* _GIVEN PROBLEM_: Reproduce the material below, changing "simplified" to "approximate" and leaving everything else unchanged. Omit the pictures from your answer.
## START
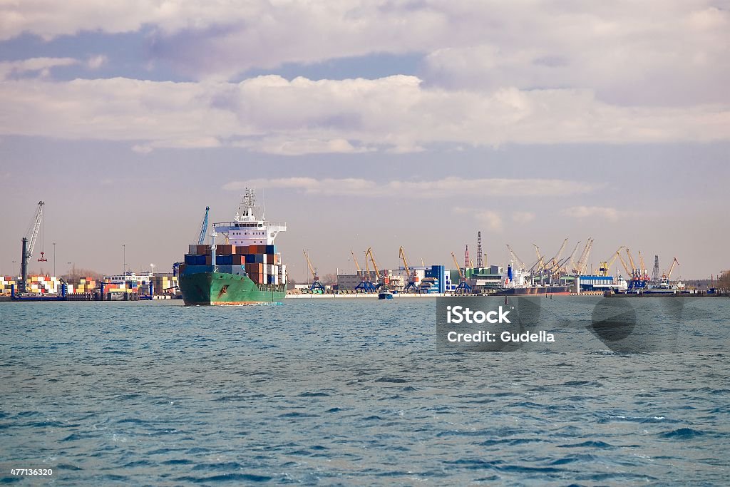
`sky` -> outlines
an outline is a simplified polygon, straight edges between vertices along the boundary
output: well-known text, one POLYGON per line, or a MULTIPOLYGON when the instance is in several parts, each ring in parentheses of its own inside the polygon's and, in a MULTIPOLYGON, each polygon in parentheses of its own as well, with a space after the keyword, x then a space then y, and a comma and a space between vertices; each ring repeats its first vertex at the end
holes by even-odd
POLYGON ((730 268, 730 1, 118 4, 0 1, 0 274, 39 200, 31 271, 163 271, 246 186, 300 281, 477 231, 730 268))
## END
* _FINAL RESULT_:
`sky` -> outlines
an outline is a approximate polygon, straight edges between vertices along the boundary
output: well-known text, one POLYGON per line, or a MULTIPOLYGON when the instance is in several parts, each ring in parentheses of its own inside the polygon's and, in a MULTIPOLYGON, each polygon in parentheses of its own as well, with a space after the keyword, x then a space then y, and a comma and a space between vertices; each ring repeats its first vertex at the end
holes by even-odd
POLYGON ((730 268, 730 1, 118 4, 0 1, 0 274, 39 200, 31 271, 163 271, 246 186, 300 281, 477 231, 730 268))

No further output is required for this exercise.